Can employers ban employees from recording the conversations of other employees in the workplace?
One administrative law judge with the National Labor Relations Board says yes, they can.
In Whole Foods Market, Inc v. United Food and Commercial Workers, the issue presented to administrative law judge Steven Davis, was whether Whole Foods' rule banning employees from recording conversations with other employees violated the National Labor Relations Act (NLRA).
The rule, contained in Whole Foods' General Information Guide (GIG), states:
(i) Team Member Recordings
It is a violation of Whole Foods Market policy to record conversations with a tape recorder or other recording device (including a cell phone or any electronic device) unless prior approval is received from your store or facility leadership. The purpose of this policy is to eliminate a chilling effect to the expression of views that may exist when one person is concerned that his or her conversation with another is being secretly recorded. This concern can inhibit spontaneous and honest dialogue especially when sensitive or confidential matters are being discussed. Violation of this policy will result in corrective action up to and including discharge.
The rule, which has been in effect since 2001, applies only when an employee is on work time, testified a vice-president from Whole Foods. It applies to all areas of the store including the parking lot and the area in front of the store.
The vice-president also testified that an essential part of Whole Foods "core values" and "culture" is that employees have a voice and are free to "speak up and speak out" on many issues, work related or not. An example he provided was at annual town hall meetings which are held without store management being present. At these meetings, employees have an open forum to discuss any work issues, and the recording of such a meeting would "absolutely chill the dynamic of the meeting."
ALJ Davis found this testimony convincing and concluded that the recording rule did not violate the National Labor Relations Act, and dismissed the complaint.

◆ Activity ◆
Continue the article about the NLRB judge's ruling on the Whole Foods workplace recording rule from the point where it ends.

◆ Records ◆
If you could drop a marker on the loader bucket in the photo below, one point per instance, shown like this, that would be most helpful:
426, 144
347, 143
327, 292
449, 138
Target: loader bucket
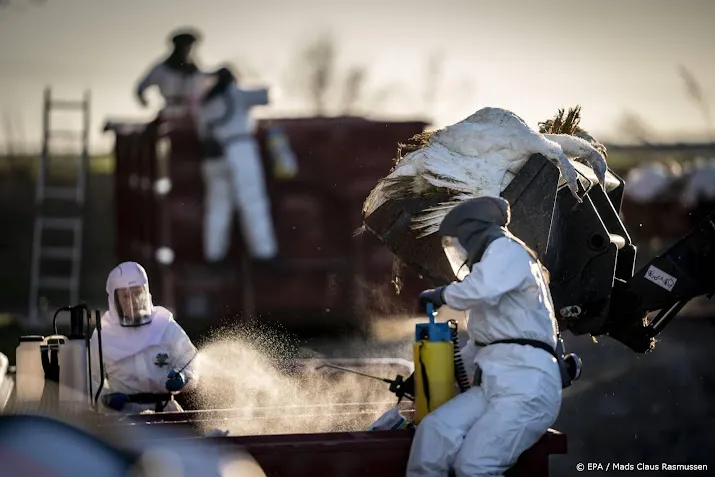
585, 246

* * *

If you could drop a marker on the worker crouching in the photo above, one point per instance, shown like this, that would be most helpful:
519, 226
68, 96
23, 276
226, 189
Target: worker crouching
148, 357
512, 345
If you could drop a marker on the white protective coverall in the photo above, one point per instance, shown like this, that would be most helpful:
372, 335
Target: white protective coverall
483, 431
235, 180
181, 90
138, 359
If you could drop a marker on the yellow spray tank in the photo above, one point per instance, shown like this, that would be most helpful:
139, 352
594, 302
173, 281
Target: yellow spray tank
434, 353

◆ Result of the task ◆
He specifically rejected arguments made by the General Counsel for the NLRB that the rule was overbroad, and prevents an employee from recording conversations related to protected activities including allegedly unlawful statements made by a supervisor, which could be used in an action for employment related matters.
No cases had been cited, nor found, in which the Board has found that making recordings of conversations in the workplace is a protected right, wrote Davis. "Making recordings in the workplace is not a protected right, but is subject to an employer's unquestioned right to make lawful rules regulating employee conduct in its workplace."
Additionally, he noted that the rule is only limited to making electronic recordings of conversations. An employee "may present his contemporaneous, verbatim, written record of his conversation with the other party, and his own testimony concerning employment-related matters."
The rule was not contradicted by the presence of surveillance cameras which served the legitimate business purposes of protecting customers and employees, and preventing theft.
Because the rule addressed legitimate business concerns, as stated clearly in the rule, there was no basis for a finding that a reasonable employee would interpret the rule as prohibiting protected activity under the NLRA.
A Sixth Circuit Court of Appeals case, Jones. v. St. Jude's Hospital, held in 2012 that a recording of another employee was not a protected activity under Title VII of the Civil Rights Act. Although that case was in the context of plaintiff's discrimination claim, the Court there found no reason to find the company's ban on recording to be illegitimate. Like the Whole Foods case, the Court took issue with the plaintiff's failure to show that she needed to violate the company's recording policy, when she could have simply taken notes of conversations, obtained information through legal discovery, or simply asked for permission to record.
At Odds with a Prior Advice Memo?
In contrast, the Office of the General Counsel of the NLRB recently released an Advice Response Memo in 2013 (although written in March 2012), that concluded that, among other violations, the portion of Giant Food, LLC's social media policy prohibiting employees from taking pictures or recording the employer's premises was unlawful. The opinion determined that the rule "would reasonably be interpreted to prevent employees from using social media to communicate and share information regarding their Section 7 activities through pictures or videos, such as of employees engaged in picketing or other concerted activities."
While the memo focuses on videos of the workplace and the Whole Foods opinion focuses on employee conversations, presumably videos of the workplace could include employee conversations, and thus the two appear to be at odds.
The ALJ in the Whole Foods case clearly rejected the opinion of the General Counsel. It remains to be seen whether other judges or the Board will follow suit.